§ Request
Reproduce every one of the records below word for word, changing nothing.

═════ Records supplied

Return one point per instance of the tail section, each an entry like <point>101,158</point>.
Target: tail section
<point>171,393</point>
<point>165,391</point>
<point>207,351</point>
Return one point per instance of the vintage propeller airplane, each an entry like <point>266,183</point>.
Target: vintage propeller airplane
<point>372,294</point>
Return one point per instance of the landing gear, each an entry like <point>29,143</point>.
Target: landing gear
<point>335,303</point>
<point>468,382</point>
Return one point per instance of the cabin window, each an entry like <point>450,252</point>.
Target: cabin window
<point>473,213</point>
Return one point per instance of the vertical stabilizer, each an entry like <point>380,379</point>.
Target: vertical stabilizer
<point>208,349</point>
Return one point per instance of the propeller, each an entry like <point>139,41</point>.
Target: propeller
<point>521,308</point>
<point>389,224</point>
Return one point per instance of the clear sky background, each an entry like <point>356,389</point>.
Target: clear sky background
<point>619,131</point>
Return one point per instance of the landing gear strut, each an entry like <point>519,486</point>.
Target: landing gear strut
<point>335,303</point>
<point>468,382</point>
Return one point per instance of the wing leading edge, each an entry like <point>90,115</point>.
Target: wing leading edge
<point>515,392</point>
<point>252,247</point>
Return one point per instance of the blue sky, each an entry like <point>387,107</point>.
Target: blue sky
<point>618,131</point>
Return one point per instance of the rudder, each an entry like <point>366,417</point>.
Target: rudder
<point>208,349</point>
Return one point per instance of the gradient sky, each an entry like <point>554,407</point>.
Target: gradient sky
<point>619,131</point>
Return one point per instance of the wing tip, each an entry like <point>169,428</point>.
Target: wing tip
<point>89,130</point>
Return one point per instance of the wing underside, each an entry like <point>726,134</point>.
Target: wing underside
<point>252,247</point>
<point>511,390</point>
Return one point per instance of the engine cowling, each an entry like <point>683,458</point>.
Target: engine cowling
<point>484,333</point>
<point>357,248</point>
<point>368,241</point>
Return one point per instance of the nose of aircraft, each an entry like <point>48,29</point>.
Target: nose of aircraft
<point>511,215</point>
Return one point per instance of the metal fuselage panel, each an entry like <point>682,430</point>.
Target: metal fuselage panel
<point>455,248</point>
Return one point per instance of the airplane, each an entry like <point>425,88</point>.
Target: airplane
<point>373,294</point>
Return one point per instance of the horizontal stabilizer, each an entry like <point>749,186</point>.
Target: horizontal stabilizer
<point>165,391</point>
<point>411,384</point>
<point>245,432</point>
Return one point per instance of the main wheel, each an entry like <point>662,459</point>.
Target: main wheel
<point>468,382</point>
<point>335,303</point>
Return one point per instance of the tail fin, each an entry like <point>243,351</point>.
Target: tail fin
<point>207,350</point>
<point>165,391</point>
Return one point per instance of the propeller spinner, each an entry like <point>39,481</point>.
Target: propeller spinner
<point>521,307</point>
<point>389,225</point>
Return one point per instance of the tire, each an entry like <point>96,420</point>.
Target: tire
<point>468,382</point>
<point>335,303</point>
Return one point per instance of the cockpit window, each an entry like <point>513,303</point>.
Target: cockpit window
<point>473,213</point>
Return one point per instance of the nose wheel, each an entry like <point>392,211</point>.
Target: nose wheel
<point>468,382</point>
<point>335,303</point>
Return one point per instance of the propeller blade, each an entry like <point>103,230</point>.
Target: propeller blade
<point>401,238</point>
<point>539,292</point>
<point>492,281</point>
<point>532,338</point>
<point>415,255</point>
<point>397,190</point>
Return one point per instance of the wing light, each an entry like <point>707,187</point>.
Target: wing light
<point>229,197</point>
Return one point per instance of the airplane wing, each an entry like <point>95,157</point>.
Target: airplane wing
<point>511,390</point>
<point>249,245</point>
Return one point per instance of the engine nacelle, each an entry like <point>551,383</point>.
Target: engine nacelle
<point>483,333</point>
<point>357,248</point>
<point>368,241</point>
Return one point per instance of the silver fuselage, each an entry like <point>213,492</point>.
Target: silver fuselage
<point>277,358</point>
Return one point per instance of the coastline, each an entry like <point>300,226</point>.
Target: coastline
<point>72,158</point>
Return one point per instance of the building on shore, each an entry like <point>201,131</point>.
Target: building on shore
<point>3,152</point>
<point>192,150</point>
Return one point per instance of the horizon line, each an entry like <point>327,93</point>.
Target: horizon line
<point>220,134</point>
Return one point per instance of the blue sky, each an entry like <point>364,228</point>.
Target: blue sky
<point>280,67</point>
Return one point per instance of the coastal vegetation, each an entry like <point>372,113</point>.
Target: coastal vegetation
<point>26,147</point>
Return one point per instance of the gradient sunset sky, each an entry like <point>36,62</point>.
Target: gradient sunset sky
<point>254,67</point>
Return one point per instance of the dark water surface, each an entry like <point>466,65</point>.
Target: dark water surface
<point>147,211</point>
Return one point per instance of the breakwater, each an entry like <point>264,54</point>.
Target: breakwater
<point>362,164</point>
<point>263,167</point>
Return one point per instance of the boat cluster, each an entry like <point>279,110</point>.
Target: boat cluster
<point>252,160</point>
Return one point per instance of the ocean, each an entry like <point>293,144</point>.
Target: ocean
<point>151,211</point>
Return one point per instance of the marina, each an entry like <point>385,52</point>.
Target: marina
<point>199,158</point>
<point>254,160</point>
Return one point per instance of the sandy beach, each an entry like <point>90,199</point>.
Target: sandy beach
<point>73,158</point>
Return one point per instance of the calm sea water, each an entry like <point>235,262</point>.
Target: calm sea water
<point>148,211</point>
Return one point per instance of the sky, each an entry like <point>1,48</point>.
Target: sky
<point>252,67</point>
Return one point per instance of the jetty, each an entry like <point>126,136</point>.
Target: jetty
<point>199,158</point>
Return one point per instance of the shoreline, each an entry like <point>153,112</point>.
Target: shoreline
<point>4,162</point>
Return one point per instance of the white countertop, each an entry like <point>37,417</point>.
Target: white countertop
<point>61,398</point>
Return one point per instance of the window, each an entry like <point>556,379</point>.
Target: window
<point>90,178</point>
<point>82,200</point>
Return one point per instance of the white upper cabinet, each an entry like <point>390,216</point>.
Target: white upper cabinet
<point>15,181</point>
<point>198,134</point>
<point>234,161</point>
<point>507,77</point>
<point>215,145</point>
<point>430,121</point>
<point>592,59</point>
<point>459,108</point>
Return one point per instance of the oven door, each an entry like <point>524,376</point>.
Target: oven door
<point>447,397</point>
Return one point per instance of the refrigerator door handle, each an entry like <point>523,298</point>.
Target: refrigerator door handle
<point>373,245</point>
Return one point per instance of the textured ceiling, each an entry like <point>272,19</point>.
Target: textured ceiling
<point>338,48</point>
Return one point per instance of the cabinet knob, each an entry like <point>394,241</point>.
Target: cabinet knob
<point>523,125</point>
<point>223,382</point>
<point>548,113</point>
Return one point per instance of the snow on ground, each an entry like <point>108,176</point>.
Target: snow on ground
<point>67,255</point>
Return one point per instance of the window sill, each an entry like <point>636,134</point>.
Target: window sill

══════════

§ Answer to the exercise
Return one point per instance of the tail section, each an entry like <point>101,158</point>.
Target: tail section
<point>171,393</point>
<point>165,391</point>
<point>207,351</point>
Return one point per instance of the vintage propeller airplane, each an entry like <point>266,183</point>.
Target: vintage propeller airplane
<point>372,294</point>
Return one point per instance of the landing gear, each an entry like <point>29,143</point>.
Target: landing gear
<point>335,303</point>
<point>468,382</point>
Return one point per instance of the cabin window, each an entry like <point>450,252</point>.
Target: cabin window
<point>473,213</point>
Return one point per instance of the vertical stabilizer, each an entry like <point>380,379</point>.
Target: vertical stabilizer
<point>208,349</point>
Return one point per instance of the propeller, each an entry like <point>139,41</point>.
Target: propeller
<point>521,308</point>
<point>389,224</point>
Return one point per instance of the clear sky background, each an entry like <point>356,389</point>.
Target: clear sky background
<point>619,131</point>
Return one point per instance of the landing gear strut, each an entry like <point>519,486</point>.
Target: landing gear strut
<point>335,303</point>
<point>468,382</point>
Return one point per instance of the wing leading edge, each an entry like <point>90,115</point>.
Target: wing leading edge
<point>515,392</point>
<point>252,247</point>
Return one point per instance of the blue sky, each an entry like <point>387,107</point>.
Target: blue sky
<point>618,131</point>
Return one point per instance of the rudder, each an entry like <point>366,417</point>.
Target: rudder
<point>208,349</point>
Return one point per instance of the gradient sky, each an entry like <point>554,407</point>.
Target: gradient sky
<point>619,131</point>
Return one point per instance of the wing tip, each an entry like <point>169,428</point>.
Target: wing tip
<point>89,130</point>
Return one point per instance of the wing underside, each an entry like <point>726,134</point>.
Target: wing underside
<point>252,247</point>
<point>511,390</point>
Return one point per instance of the engine cowling, each an entry like <point>683,458</point>.
Target: engine cowling
<point>484,333</point>
<point>357,248</point>
<point>368,241</point>
Return one point per instance of the nose of aircraft, each an entry like <point>48,29</point>.
Target: nose of aircraft
<point>511,215</point>
Return one point per instance of the metal fuselage panel, each an entry like <point>682,430</point>.
Target: metal fuselage panel
<point>455,248</point>
Return one point per instance of the airplane, each an entry like <point>425,88</point>.
Target: airplane
<point>373,294</point>
Return one point per instance of the horizontal stabilizer, each an entry like <point>749,186</point>.
Target: horizontal stabilizer
<point>165,391</point>
<point>411,384</point>
<point>245,432</point>
Return one point per instance of the main wheel, each an entry like <point>662,459</point>.
Target: main wheel
<point>468,382</point>
<point>335,303</point>
Return one point per instance of the tail fin, each an entry like <point>243,351</point>.
Target: tail fin
<point>207,350</point>
<point>165,391</point>
Return one point per instance of the propeller spinner, each an entry like <point>39,481</point>.
Target: propeller spinner
<point>521,307</point>
<point>389,225</point>
Return one point per instance of the tire, each an entry like <point>96,420</point>.
Target: tire
<point>468,382</point>
<point>335,303</point>
Return one point per instance of the cockpit window, each an entry like <point>513,303</point>.
Target: cockpit window
<point>473,213</point>
Return one point per instance of the nose wheel, each an entry like <point>392,211</point>.
Target: nose wheel
<point>468,382</point>
<point>335,303</point>
Return one point per instance of the propeller blade, each an entry like <point>103,230</point>.
Target: propeller blade
<point>401,238</point>
<point>539,292</point>
<point>492,281</point>
<point>532,338</point>
<point>415,255</point>
<point>397,190</point>
Return one point per instance of the wing light, each an entry like <point>707,187</point>.
Target: wing light
<point>229,197</point>
Return one point per instance of the airplane wing, each an entry like <point>95,157</point>.
Target: airplane wing
<point>511,390</point>
<point>249,245</point>
Return one point per instance of the engine nacelle, each an entry like <point>551,383</point>.
Target: engine nacelle
<point>483,333</point>
<point>357,248</point>
<point>368,241</point>
Return one point per instance of the silver fuselage, each an entry like <point>213,492</point>.
Target: silver fuselage
<point>277,358</point>
Return one point per instance of the coastline, each an entry like <point>300,226</point>.
Target: coastline
<point>72,158</point>
Return one point per instance of the building on shore, each an entry like <point>201,131</point>.
Target: building on shore
<point>3,152</point>
<point>192,150</point>
Return one point per instance of the horizon line, each an entry like <point>327,93</point>.
Target: horizon line
<point>220,134</point>
Return one point per instance of the blue sky, each an entry like <point>364,228</point>.
Target: blue sky
<point>280,67</point>
Return one point per instance of the coastal vegetation, each an entry like <point>372,113</point>.
Target: coastal vegetation
<point>26,147</point>
Return one point per instance of the gradient sunset sky, each an entry like <point>36,62</point>.
Target: gradient sunset sky
<point>254,67</point>
Return one point per instance of the dark water surface, each an entry like <point>466,65</point>.
Target: dark water surface
<point>147,211</point>
Return one point per instance of the breakwater, each an entry like <point>264,54</point>.
Target: breakwater
<point>362,164</point>
<point>263,167</point>
Return one point per instance of the boat cluster, each an entry like <point>279,110</point>.
Target: boat cluster
<point>252,160</point>
Return one point per instance of the ocean, each an entry like <point>293,144</point>.
Target: ocean
<point>151,211</point>
Return one point per instance of the marina, each an entry like <point>385,52</point>.
Target: marina
<point>199,158</point>
<point>254,160</point>
Return one point per instance of the sandy beach, each an entry like <point>90,199</point>.
Target: sandy beach
<point>73,158</point>
Return one point per instance of the calm sea water, each an entry like <point>235,262</point>.
Target: calm sea water
<point>148,211</point>
Return one point per instance of the sky, each an entry like <point>1,48</point>.
Target: sky
<point>252,67</point>
Return one point per instance of the jetty, each an entry like <point>126,136</point>.
Target: jetty
<point>199,158</point>
Return one point per instance of the shoreline, each an entry like <point>153,112</point>.
Target: shoreline
<point>4,162</point>
Return one point per instance of the white countertop, each an entry like <point>37,417</point>.
Target: white countertop
<point>61,398</point>
Return one point per instance of the window, each an entry like <point>556,379</point>.
Target: window
<point>90,178</point>
<point>82,200</point>
Return one point per instance of the white upper cabinet, each an entry like <point>390,216</point>.
Target: white upper cabinet
<point>15,181</point>
<point>198,134</point>
<point>234,161</point>
<point>507,77</point>
<point>215,145</point>
<point>430,121</point>
<point>592,59</point>
<point>459,108</point>
Return one point per instance of the oven door, each an entry like <point>524,376</point>.
Target: oven door
<point>447,397</point>
Return one point per instance of the refrigerator door handle, each an entry like <point>523,298</point>.
Target: refrigerator door handle
<point>373,245</point>
Return one point per instance of the textured ceiling, each an entry like <point>272,19</point>.
Target: textured ceiling
<point>338,48</point>
Return one point per instance of the cabinet knob, each an entry like <point>394,241</point>.
Target: cabinet knob
<point>523,125</point>
<point>223,382</point>
<point>548,113</point>
Return one point per instance of the snow on ground, each an entry like <point>108,176</point>.
Target: snow on ground
<point>67,255</point>
Return one point per instance of the window sill, each an entry like <point>636,134</point>.
Target: window sill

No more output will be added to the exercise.